Reproduce exactly the entries from the "Study the picture above. For each instance of the bird" line to the end. Skip all pictures.

Start of Records shown

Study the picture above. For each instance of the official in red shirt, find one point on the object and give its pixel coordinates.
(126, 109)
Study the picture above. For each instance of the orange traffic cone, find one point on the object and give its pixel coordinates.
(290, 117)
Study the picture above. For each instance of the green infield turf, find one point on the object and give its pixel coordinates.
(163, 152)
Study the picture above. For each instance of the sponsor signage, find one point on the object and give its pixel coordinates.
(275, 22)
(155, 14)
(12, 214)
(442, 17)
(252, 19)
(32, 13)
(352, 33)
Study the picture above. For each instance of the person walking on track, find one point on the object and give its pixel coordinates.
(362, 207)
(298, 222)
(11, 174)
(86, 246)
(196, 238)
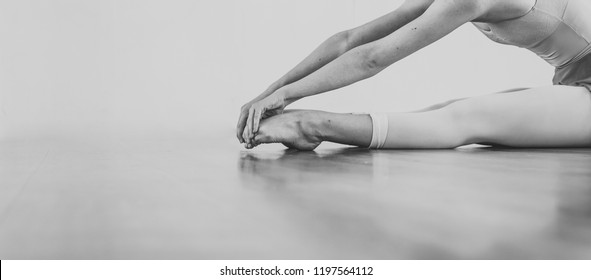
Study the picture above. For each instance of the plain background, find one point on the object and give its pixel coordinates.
(123, 66)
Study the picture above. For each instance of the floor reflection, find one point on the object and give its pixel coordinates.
(294, 168)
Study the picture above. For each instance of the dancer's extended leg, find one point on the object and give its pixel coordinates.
(555, 116)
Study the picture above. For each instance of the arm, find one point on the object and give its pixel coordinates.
(339, 44)
(342, 42)
(441, 18)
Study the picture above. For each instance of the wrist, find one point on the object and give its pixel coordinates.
(284, 95)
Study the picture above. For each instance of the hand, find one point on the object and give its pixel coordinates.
(252, 113)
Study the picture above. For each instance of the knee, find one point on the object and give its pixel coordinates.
(471, 122)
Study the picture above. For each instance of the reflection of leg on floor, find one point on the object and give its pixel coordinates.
(554, 116)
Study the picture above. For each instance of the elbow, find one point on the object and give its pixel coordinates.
(342, 41)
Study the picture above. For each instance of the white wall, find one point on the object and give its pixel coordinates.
(78, 65)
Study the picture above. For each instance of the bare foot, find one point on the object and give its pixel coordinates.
(294, 129)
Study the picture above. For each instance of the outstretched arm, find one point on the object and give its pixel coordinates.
(441, 18)
(339, 44)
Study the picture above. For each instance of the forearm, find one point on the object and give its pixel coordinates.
(368, 60)
(326, 52)
(342, 42)
(349, 68)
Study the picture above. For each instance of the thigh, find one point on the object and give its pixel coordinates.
(553, 116)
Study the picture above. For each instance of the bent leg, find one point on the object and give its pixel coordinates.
(555, 116)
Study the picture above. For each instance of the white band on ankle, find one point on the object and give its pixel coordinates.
(380, 130)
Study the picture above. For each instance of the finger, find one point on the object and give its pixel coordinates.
(240, 126)
(249, 123)
(257, 120)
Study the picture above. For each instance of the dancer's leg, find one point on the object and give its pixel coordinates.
(555, 116)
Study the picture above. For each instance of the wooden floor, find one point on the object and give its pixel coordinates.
(194, 198)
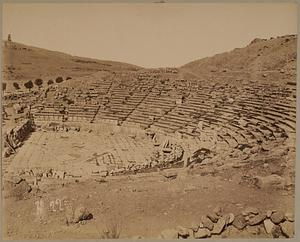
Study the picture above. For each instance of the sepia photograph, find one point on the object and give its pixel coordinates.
(155, 120)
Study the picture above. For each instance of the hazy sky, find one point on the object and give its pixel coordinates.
(149, 35)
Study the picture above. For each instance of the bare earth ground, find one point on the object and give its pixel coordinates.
(138, 203)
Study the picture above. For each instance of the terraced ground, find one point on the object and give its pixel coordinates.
(241, 105)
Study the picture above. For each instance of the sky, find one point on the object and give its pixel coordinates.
(148, 35)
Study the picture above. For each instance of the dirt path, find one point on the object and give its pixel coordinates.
(137, 204)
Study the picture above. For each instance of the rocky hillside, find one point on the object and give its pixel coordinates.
(23, 63)
(260, 56)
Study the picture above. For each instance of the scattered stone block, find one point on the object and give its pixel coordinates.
(239, 222)
(81, 213)
(255, 230)
(218, 211)
(289, 217)
(277, 217)
(269, 225)
(183, 232)
(202, 233)
(169, 234)
(219, 226)
(207, 223)
(276, 231)
(250, 210)
(257, 219)
(229, 218)
(287, 229)
(213, 217)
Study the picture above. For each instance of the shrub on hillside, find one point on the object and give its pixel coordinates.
(59, 79)
(16, 85)
(28, 85)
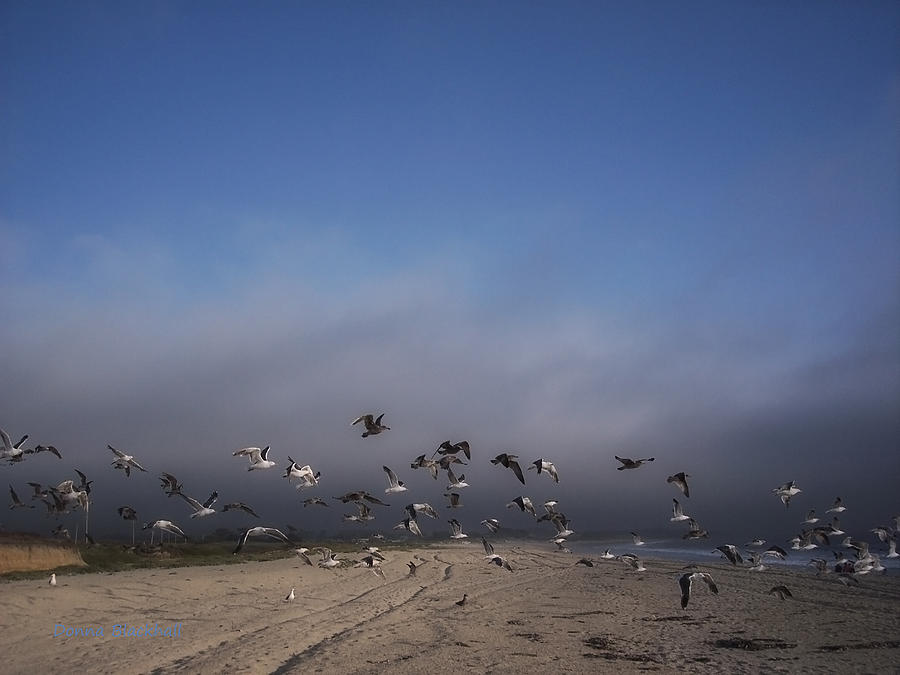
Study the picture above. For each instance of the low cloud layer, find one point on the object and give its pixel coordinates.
(181, 386)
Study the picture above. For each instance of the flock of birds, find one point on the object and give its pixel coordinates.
(852, 560)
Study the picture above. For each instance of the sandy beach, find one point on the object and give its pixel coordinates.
(547, 615)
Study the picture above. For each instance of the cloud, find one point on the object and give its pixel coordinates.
(182, 383)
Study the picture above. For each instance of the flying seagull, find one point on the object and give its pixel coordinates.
(524, 504)
(491, 523)
(414, 509)
(170, 484)
(240, 506)
(447, 448)
(313, 501)
(786, 491)
(509, 461)
(259, 459)
(201, 510)
(127, 513)
(545, 465)
(421, 462)
(454, 500)
(631, 463)
(837, 507)
(680, 481)
(373, 425)
(17, 503)
(687, 580)
(396, 485)
(730, 551)
(456, 530)
(260, 531)
(125, 462)
(12, 451)
(409, 524)
(45, 448)
(456, 483)
(165, 526)
(677, 512)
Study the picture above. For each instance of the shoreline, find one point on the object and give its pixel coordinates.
(547, 613)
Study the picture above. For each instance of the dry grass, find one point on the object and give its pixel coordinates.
(20, 554)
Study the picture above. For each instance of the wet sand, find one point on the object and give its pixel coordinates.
(548, 615)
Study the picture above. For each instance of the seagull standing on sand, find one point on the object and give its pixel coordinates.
(628, 463)
(781, 591)
(633, 561)
(687, 580)
(328, 560)
(259, 459)
(373, 425)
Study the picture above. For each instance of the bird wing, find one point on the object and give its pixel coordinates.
(276, 534)
(241, 542)
(516, 469)
(193, 502)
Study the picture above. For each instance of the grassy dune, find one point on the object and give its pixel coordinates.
(22, 554)
(23, 557)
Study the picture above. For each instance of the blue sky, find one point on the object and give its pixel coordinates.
(576, 225)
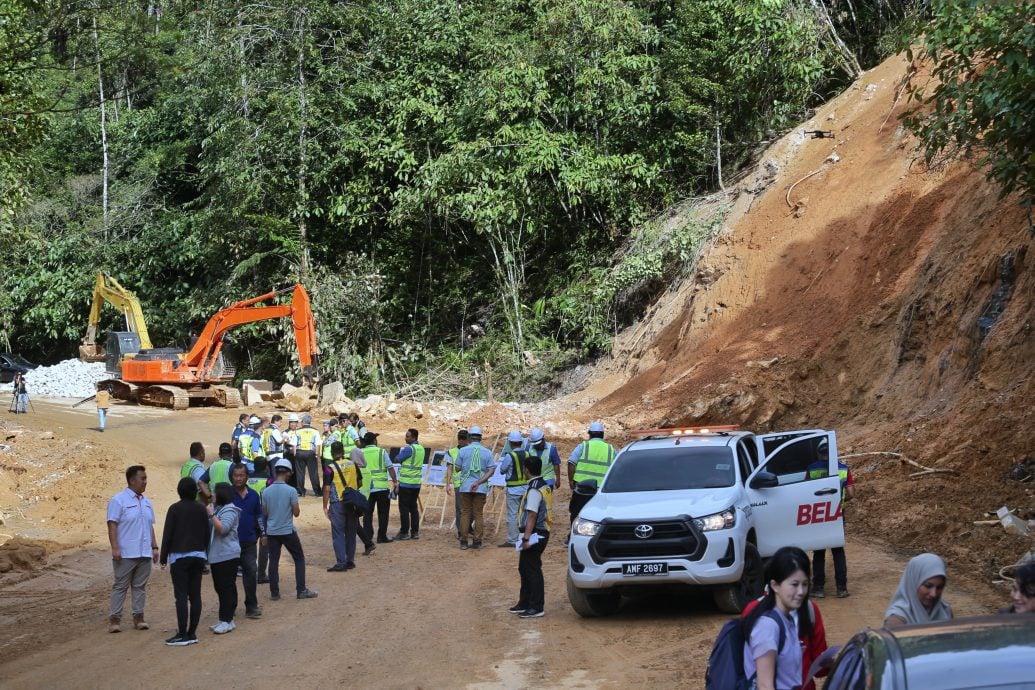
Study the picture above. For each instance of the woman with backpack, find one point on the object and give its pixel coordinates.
(225, 555)
(772, 655)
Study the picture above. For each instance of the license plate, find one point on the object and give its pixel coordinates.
(645, 568)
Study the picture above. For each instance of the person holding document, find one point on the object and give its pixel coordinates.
(533, 515)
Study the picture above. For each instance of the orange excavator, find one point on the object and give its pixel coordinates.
(170, 378)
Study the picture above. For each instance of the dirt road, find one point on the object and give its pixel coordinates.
(413, 615)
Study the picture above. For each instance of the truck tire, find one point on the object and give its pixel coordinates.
(590, 603)
(733, 598)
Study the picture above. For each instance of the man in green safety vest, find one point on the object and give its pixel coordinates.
(590, 459)
(195, 468)
(411, 461)
(454, 478)
(512, 468)
(379, 475)
(476, 467)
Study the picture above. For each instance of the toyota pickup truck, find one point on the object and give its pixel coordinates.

End of Records shown

## Result of the task
Study the picture above. For each instance of the bird wing, find one point on the object and give its pixel coordinates.
(276, 534)
(241, 542)
(516, 469)
(193, 502)
Study the picture above. For each instance of the grassy dune, find one point on the object and give its pixel coordinates.
(22, 554)
(23, 557)
Study the picture above. For each instance of the blue sky, find one point on the object and give its pixel coordinates.
(576, 225)
Study the picture above. For each instance of the woman with backpack, find one point on the object and give its pixel coordinates.
(225, 555)
(772, 655)
Study the picture above. For each instance of the license plate, find one point on the object and give its pixel coordinates.
(645, 568)
Study the picture above. For each instance of the person holding document, find one point on the object and give its pixel coordinates.
(533, 515)
Study the picture above. For each instance of the orange excavator, find one point on the object and give its pixel coordinates.
(170, 378)
Study the picture above. For each instance of the dirt road, find one point on the object and give its pixel coordinates.
(413, 615)
Study the picture above. For each instance of the truck tire, find one point on the object and give its pixel coordinates.
(590, 603)
(733, 598)
Study the picture above. For each instance of the man in green safety vest, find one point on the object and give its pixel coordinates.
(590, 459)
(195, 468)
(411, 461)
(454, 478)
(512, 468)
(379, 475)
(476, 467)
Study the picture above. For each instance of the toyota pickup truck, find one point on the object and give its pixel coordinates.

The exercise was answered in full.